It is of note that peritoneal macrophages strongly express Cox-2 [90], one of the rate-limiting enzyme for PGs secretion. As described in several reports [26849192], PGE2 and PGF2α themselves induce the over-expression of Cox-2 in macrophages and endometriotic stromal cells, leading to an elevated concentration of their own levels in the peritoneal fluid. On one hand, high levels of PGs act on macrophages to suppress their phagocytic ability by down-regulating MMP-9 and CD-36 [3739]. On the other hand, PGs stimulate the steroidogenic capacity of endometriotic stromal cells by up-regulating steroidogenic acute regulatory protein (StAR) and aromatase [93], which induces aberrant biosynthesis of E2. E2 further stimulates the production of mitogens such as fibroblast growth factor-9 (FGF-9), which induces endometriotic cell proliferation [9495]. PGE2 can also induce FGF-9 expression by PGE2 receptor 3-dependent transcriptional up-regulation [9697]. Other main functions of PGs include the induction of the expression of angiogenic factors such as VEGF and FGF-2 to induce angiogenesis [9899]. These effects may play an important role in the survival and proliferation of endometriotic cells. Furthermore, elevated PGs concentrations in endometriosis women is suspected to be involved in pelvic pain and infertility, though more studies will be required to further elucidate the underlying mechanisms [90100101].

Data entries

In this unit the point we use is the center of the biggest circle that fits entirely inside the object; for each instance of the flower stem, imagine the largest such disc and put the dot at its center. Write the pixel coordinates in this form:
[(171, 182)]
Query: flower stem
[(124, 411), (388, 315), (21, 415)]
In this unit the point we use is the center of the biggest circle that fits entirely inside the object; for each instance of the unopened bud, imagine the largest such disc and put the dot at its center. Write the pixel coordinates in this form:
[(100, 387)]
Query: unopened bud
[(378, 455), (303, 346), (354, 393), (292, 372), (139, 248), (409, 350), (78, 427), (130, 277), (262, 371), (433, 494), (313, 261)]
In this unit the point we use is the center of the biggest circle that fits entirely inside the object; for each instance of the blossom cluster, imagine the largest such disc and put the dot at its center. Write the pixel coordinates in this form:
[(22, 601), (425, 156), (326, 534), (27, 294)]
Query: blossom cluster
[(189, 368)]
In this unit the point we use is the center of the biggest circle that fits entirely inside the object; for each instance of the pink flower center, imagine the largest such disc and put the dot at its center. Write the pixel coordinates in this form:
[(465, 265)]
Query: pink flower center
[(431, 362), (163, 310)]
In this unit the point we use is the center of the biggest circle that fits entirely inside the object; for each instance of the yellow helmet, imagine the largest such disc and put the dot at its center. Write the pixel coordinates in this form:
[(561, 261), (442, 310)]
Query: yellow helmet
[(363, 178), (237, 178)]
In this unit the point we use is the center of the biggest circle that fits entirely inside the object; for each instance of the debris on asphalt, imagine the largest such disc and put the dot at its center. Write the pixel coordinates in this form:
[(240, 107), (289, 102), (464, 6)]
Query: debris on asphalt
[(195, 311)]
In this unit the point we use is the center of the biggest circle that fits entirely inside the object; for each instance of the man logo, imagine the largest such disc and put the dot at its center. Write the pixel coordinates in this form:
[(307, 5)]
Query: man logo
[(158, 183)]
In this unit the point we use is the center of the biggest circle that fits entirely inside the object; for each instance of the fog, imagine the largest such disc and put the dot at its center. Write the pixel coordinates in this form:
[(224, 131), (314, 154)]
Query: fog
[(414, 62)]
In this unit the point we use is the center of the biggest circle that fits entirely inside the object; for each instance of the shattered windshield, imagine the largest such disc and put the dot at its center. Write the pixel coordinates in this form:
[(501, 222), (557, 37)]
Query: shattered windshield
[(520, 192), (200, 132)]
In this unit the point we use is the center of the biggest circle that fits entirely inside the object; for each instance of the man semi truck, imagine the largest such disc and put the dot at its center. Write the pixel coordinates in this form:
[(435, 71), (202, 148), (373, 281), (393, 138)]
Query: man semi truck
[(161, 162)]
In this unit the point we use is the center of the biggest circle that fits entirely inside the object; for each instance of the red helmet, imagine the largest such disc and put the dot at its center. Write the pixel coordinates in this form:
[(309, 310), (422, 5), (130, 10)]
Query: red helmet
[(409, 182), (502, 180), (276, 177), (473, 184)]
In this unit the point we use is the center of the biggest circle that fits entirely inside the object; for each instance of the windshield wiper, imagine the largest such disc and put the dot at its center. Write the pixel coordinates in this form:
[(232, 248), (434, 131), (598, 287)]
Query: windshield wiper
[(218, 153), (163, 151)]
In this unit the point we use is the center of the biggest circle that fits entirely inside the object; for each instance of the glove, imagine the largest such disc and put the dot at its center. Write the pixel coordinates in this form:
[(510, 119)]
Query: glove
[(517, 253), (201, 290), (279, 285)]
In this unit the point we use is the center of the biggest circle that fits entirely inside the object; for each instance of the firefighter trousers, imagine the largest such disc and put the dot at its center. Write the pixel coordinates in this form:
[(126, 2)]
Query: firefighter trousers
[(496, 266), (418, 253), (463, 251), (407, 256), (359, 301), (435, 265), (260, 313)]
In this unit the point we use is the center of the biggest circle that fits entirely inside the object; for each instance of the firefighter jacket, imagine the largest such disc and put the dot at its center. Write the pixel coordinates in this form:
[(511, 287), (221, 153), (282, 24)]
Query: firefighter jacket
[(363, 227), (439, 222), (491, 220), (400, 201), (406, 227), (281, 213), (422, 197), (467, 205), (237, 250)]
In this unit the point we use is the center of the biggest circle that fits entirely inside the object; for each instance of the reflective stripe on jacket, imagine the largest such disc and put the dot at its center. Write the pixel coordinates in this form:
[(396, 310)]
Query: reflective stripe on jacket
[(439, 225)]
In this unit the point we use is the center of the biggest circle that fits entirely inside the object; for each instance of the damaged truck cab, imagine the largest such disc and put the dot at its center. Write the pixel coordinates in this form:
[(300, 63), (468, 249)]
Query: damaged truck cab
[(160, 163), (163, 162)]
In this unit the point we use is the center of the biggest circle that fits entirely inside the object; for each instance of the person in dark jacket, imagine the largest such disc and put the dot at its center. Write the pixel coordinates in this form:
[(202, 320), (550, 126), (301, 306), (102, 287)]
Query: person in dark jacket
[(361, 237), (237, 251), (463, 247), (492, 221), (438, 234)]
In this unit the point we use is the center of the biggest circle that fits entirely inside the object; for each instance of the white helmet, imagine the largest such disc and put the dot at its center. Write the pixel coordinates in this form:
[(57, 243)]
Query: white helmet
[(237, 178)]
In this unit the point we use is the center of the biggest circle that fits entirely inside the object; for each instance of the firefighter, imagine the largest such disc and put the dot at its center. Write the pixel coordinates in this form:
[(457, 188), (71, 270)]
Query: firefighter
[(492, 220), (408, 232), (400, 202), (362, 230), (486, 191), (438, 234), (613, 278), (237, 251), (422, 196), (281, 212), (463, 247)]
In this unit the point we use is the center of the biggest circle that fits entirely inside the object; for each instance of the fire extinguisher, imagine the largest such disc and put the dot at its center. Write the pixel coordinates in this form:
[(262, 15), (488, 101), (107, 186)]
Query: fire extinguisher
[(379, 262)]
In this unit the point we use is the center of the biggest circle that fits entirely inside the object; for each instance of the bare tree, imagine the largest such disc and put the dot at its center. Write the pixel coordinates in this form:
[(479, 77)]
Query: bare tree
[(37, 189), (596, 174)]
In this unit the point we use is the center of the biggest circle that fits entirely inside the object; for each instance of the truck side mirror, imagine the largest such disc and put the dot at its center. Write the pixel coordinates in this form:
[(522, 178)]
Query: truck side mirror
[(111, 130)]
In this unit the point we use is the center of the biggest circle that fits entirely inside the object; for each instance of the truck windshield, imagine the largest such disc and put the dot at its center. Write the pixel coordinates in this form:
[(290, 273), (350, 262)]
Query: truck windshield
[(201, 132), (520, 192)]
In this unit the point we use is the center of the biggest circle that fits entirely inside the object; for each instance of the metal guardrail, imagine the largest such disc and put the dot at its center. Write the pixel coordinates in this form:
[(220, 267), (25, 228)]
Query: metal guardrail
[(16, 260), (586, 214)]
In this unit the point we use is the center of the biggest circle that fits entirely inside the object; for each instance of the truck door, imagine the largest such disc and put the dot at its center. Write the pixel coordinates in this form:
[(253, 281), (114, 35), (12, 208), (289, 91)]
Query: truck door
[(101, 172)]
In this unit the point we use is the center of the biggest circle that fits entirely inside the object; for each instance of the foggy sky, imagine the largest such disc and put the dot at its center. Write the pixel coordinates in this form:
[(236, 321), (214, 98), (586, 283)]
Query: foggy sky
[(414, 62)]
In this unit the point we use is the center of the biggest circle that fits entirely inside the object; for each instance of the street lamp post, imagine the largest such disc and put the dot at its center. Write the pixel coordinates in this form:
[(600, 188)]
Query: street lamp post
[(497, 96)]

WORK TASK A -
Answer the following questions about the passage on prostaglandins in endometriosis.
(i) Which two molecules are down-regulated when high prostaglandin levels suppress the phagocytic ability of macrophages?
(ii) By what mechanism can PGE2 induce FGF-9 expression?
(iii) Which angiogenic factors does the passage name as induced by prostaglandins?
WORK TASK B - Write a continuation of the passage on prostaglandins in endometriosis, starting after its final sentence.

ANSWER A -
(i) MMP-9 and CD-36.
(ii) By PGE2 receptor 3-dependent transcriptional up-regulation.
(iii) VEGF and FGF-2.

ANSWER B -
Obviously, macrophages have a rather heterogeneous array of characteristics and dramatically modify their environment not only via the production of cytokines and other pro-inflammatory factors but also via reactive oxygen species (ROS) [102104]. Production of ROS is known to increase after activation of immune cells, especially macrophages [105] and their production was reported to be increased in serum and peritoneal fluid of patients with endometriosis. In addition, markers of oxidative stress have been found elevated [102104]. ROS role, as a second messenger of cellular proliferation, has been described. McCubrey et al. found that normal cell proliferation correlated with production of endogenous ROS through the activation of growth-related signalling pathways [106]. Endometriosis is considered a benign disease but shares some features with cancer, such as propensity to invasion, unrestrained growth, neo-angiogenesis, and distant spreading [19107]. The known correlation between ROS and proliferation of cancer cells, along with the increased production of ROS in response to chronic inflammation in endometriosis, thus suggests a possible role for ROS in the regulation of endometriotic cell proliferation.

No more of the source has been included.